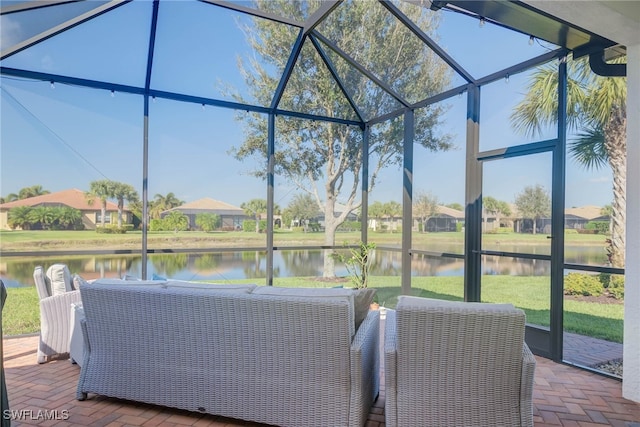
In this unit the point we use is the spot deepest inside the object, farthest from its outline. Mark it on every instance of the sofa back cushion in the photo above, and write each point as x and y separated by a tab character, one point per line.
347	295
240	288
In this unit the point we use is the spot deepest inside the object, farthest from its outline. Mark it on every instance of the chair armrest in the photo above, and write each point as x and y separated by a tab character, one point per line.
526	386
390	369
365	368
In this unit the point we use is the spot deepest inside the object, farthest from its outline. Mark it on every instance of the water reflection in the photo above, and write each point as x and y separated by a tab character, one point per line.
224	266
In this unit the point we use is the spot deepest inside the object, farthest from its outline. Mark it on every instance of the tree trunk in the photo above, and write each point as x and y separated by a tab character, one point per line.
330	226
616	145
120	209
104	213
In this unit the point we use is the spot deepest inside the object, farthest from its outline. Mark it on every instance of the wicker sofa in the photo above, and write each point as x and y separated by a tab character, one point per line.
284	359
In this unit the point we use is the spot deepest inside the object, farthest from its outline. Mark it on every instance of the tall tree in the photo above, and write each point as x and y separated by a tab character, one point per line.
533	203
376	211
103	191
303	207
596	107
121	192
425	205
326	158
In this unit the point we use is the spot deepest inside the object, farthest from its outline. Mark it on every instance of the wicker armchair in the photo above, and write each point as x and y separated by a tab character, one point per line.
56	293
457	364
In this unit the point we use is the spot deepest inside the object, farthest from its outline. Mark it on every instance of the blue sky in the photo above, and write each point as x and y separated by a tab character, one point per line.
64	137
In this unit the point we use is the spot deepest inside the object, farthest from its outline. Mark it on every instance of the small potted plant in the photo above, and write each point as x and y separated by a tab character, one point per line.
358	263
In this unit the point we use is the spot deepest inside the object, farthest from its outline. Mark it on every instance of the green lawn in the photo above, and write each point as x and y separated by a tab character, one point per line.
46	240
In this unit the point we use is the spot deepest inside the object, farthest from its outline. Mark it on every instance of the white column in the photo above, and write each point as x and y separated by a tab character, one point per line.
631	352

--

Recast the part of the records above that begins with the line containing "of the white" and continues through the end of the records as a numbered list, omitting any blank lines.

1. In this unit the point we use is the spot deepest inside the object, farthest from its outline. Mark it on every instance of the white column in the photo above, and write each point as x and y separated by a tab character, one point per line.
2. 631	352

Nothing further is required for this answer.